--- Written instruction ---
Rewrite all the records below, changing "Provide the mask" to "Give the outline" wherever it occurs and leaving everything else as it is. Omit the pictures from your answer.

--- Given records ---
□ □ □ □ □
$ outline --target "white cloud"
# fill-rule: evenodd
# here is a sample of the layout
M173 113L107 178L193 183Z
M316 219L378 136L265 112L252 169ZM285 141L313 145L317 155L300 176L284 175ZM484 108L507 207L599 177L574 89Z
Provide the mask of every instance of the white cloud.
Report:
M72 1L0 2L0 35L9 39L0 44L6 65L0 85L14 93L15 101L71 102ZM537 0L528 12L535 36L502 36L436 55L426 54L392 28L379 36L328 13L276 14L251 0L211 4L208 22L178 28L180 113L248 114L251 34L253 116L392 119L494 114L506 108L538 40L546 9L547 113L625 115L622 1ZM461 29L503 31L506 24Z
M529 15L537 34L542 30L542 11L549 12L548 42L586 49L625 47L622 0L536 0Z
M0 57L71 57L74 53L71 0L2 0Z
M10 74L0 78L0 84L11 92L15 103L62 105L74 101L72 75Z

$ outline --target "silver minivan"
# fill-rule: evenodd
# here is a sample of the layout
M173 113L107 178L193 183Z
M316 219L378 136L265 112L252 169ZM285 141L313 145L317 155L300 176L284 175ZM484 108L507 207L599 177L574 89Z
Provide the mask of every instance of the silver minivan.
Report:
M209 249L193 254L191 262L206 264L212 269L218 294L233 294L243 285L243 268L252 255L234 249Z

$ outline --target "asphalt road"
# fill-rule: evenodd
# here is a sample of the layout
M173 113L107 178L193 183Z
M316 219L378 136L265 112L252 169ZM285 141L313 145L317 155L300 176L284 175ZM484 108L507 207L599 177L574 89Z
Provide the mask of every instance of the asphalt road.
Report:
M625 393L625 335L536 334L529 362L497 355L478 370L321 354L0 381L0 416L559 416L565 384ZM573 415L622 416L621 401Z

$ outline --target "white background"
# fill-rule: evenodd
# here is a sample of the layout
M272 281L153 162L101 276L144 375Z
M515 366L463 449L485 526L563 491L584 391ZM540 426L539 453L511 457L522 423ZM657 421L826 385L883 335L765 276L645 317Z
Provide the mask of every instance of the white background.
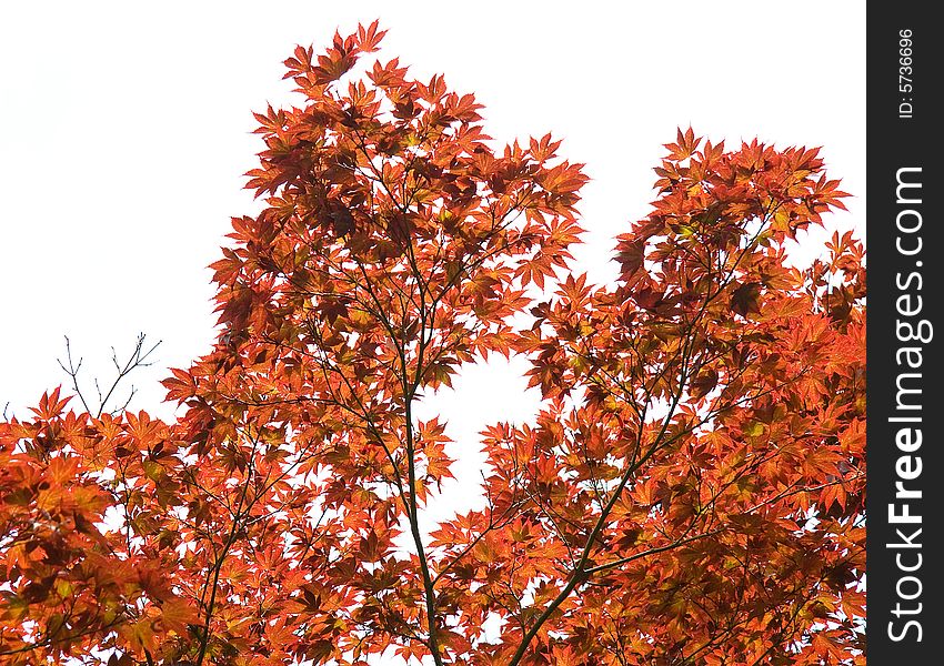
□ □ □ □ □
--- Correct output ---
$ outline --target "white cloud"
# fill-rule: evenodd
# here is a sample of the layout
M173 113L107 178L193 183Z
M316 219L378 136L265 112L252 169ZM285 141L313 145L317 155L300 176L284 175ZM484 108L507 207L599 177L574 89Z
Give the outline of every instance of the white cloud.
Report:
M72 1L0 2L0 35L9 39L0 44L6 65L0 85L14 93L15 101L71 102ZM537 0L528 12L535 36L502 36L436 55L426 54L392 28L379 36L328 13L276 14L251 0L211 4L208 22L178 28L180 113L248 114L251 34L253 116L392 119L494 114L506 108L538 40L546 9L547 113L625 115L622 1ZM461 29L503 31L506 24Z
M529 15L537 34L542 30L542 11L549 12L548 42L586 49L625 47L622 0L536 0Z
M0 57L71 57L74 53L71 0L2 0Z
M10 74L0 78L0 84L11 92L15 103L62 105L74 101L72 75Z

$ outline --target "silver minivan"
# fill-rule: evenodd
# here is a sample of the layout
M173 113L107 178L193 183Z
M316 219L378 136L265 112L252 169ZM285 141L313 145L317 155L300 176L284 175ZM484 108L507 207L599 177L574 89Z
Give the outline of every instance of the silver minivan.
Report:
M209 249L193 254L191 262L206 264L212 269L218 294L233 294L243 285L243 268L252 255L234 249Z

$ outline --target "asphalt road"
# fill-rule: evenodd
# here is a sample of the layout
M173 113L107 178L193 183Z
M316 219L378 136L265 112L252 169ZM285 141L313 145L317 155L300 176L284 175ZM484 108L507 207L599 177L574 89Z
Give the outline of every instance of the asphalt road.
Report:
M625 393L625 335L536 334L529 362L497 355L478 370L321 354L0 381L0 416L559 416L565 384ZM573 415L622 416L621 401Z

$ outline --target "white background"
# fill-rule: evenodd
# here is a sample of the layout
M272 281L153 162L101 276L144 375Z
M515 366L463 449L485 526L563 491L584 391ZM540 426L539 453L511 457L522 423ZM657 421L826 385L883 335L765 276L645 317Z
Give the outline of every instance of the white background.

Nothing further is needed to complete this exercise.